┌────────

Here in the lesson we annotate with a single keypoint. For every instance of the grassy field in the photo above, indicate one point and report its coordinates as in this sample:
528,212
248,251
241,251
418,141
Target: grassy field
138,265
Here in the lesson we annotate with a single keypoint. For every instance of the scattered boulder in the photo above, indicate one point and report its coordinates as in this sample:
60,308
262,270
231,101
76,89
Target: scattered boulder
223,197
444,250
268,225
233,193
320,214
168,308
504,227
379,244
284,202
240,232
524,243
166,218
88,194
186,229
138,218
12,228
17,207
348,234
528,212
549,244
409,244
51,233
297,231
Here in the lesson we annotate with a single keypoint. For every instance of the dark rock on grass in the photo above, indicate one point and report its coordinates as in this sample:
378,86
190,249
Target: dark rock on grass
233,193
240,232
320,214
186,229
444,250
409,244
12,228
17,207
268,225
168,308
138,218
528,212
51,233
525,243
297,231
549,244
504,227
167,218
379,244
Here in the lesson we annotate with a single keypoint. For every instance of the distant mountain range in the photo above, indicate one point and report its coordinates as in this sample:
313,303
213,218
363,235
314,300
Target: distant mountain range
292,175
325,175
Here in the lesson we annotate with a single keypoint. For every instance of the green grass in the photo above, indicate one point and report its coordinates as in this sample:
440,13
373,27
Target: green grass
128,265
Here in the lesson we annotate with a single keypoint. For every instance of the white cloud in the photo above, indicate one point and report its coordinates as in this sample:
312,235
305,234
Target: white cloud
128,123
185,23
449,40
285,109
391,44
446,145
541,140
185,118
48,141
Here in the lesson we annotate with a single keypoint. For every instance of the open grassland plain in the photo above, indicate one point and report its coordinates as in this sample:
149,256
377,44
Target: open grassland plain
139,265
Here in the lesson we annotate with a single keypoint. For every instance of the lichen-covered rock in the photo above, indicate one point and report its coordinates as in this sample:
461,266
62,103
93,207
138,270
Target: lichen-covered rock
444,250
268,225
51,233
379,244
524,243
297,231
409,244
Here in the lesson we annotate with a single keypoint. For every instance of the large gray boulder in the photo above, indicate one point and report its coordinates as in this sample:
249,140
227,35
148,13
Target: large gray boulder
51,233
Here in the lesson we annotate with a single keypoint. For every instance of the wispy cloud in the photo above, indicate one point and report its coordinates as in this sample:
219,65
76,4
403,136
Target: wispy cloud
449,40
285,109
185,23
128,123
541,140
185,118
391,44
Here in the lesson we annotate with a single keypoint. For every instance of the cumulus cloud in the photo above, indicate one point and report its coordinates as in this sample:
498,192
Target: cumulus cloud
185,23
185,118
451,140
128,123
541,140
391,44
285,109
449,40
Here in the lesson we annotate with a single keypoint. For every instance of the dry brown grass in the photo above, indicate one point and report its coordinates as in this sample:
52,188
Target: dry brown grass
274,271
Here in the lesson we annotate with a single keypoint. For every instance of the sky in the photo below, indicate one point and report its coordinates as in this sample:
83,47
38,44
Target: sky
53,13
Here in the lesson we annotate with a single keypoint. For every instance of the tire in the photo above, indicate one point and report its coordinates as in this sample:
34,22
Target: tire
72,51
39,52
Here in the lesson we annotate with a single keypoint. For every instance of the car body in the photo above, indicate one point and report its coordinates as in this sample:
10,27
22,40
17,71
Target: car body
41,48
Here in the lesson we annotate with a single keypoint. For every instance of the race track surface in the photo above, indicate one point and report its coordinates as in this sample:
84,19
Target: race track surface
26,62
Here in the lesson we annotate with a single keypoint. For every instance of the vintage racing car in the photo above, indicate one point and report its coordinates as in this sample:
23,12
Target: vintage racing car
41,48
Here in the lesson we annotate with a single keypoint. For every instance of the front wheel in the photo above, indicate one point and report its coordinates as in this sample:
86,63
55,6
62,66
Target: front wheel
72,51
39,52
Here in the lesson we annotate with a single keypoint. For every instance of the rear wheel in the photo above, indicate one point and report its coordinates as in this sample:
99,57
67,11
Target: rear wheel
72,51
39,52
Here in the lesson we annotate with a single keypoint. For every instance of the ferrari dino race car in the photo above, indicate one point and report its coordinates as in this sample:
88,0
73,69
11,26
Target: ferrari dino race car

└────────

_WHAT IS BEING ASKED_:
The records above should all be quoted exactly, please.

_ANSWER TO THE TASK_:
Here in the lesson we annotate with a single keypoint. For every instance of the grassy field in the photo above, indicate one point and report its coordinates as in this sample:
528,212
248,251
241,251
418,141
Target: grassy field
138,265
Here in the lesson we annotate with a single keypoint. For every instance of the scattered boulder in the photo above, indicate one point and report its coordinates as in this sample:
60,308
262,270
231,101
76,89
Target: scattered boulder
223,197
444,250
268,225
233,193
320,214
168,308
504,227
379,244
284,202
240,232
524,243
166,218
88,194
186,229
138,218
12,228
17,207
348,234
528,212
549,244
409,244
51,233
297,231
Here in the lesson we annotate with a single keypoint. For every instance of the dark rock on grass in the photo above, indicate one point and report its coordinates as in this sample:
378,86
190,249
Target: dark rock on grass
233,193
240,232
320,214
186,229
444,250
409,244
12,228
17,207
268,225
168,308
138,218
528,212
51,233
525,243
297,231
549,244
504,227
167,218
379,244
Here in the lesson we annotate with a single keypoint. For every instance of the distant mountain range in the photo above, indicate one point and report its coordinates as in this sample:
313,303
213,218
363,235
314,300
Target: distant mountain range
292,175
325,175
Here in the lesson we annotate with a single keypoint. For every instance of the green grass in the photo above, indicate one point and report its coordinates as in this sample:
440,13
373,27
Target: green grass
128,265
Here in the lesson we annotate with a single keypoint. For every instance of the white cloud in the photo above, indicate one point and report its coordinates as in this sample:
312,235
305,234
Target: white cloud
128,123
185,23
449,40
285,109
391,44
446,145
541,140
185,118
48,141
Here in the lesson we annotate with a single keypoint. For every instance of the open grassland plain in the photo above, indicate one point and report its coordinates as in this sample:
149,256
377,44
Target: open grassland plain
139,265
Here in the lesson we annotate with a single keypoint. For every instance of the lichen-covered rock in the photo above, indicate one point and report its coordinates as in this sample:
461,266
62,103
93,207
138,270
Target: lichen-covered rock
444,250
268,225
51,233
379,244
524,243
297,231
409,244
Here in the lesson we annotate with a single keypoint. For every instance of the large gray boulder in the photo above, indicate one point and report its coordinates as in this sample:
249,140
227,35
148,13
Target: large gray boulder
51,233
Here in the lesson we annotate with a single keypoint. For every instance of the wispy cloud in the photo above, indicate one point and report its coordinates as in this sample:
219,65
76,4
403,136
Target: wispy cloud
449,40
285,109
185,23
128,123
541,140
185,118
391,44
Here in the lesson we annotate with a single keypoint. For every instance of the cumulus cloud in the photo above, indicate one point and report its coordinates as in this sample:
498,192
Target: cumulus cloud
185,23
185,118
451,140
128,123
541,140
391,44
285,109
449,40
Here in the lesson we annotate with a single keypoint. For every instance of the dry brown grass in the photo above, indicate one point and report its coordinates as in this sample:
52,188
Target: dry brown grass
274,271
Here in the lesson we annotate with a single keypoint. For every instance of the sky in the photo below, indicate one point and report its coordinates as in this sample:
83,47
38,44
Target: sky
53,13
Here in the lesson we annotate with a single keypoint. For every instance of the tire in the photo above, indicate one point and report its coordinates as in this sample:
34,22
Target: tire
72,51
39,52
Here in the lesson we annotate with a single keypoint. For every instance of the car body in the photo above, indicate one point and report its coordinates as in this sample:
10,27
22,40
17,71
Target: car body
41,48
Here in the lesson we annotate with a single keypoint. For every instance of the race track surface in the photo above, indicate one point and report its coordinates as in this sample:
84,19
Target: race track surface
26,62
Here in the lesson we annotate with a single keypoint. For every instance of the vintage racing car in the photo above, indicate one point and report its coordinates as in this sample:
23,12
Target: vintage racing car
41,48
Here in the lesson we annotate with a single keypoint. For every instance of the front wheel in the photo above, indicate one point and report its coordinates as in this sample:
86,63
55,6
62,66
Target: front wheel
72,51
39,52
Here in the lesson we annotate with a single keypoint. For every instance of the rear wheel in the photo above, indicate one point and report its coordinates as in this sample:
99,57
67,11
Target: rear wheel
72,51
39,52
Here in the lesson we annotate with a single keypoint. For every instance of the ferrari dino race car in the photo above, indicate one point and report its coordinates as in this sample:
88,0
73,69
11,26
Target: ferrari dino race car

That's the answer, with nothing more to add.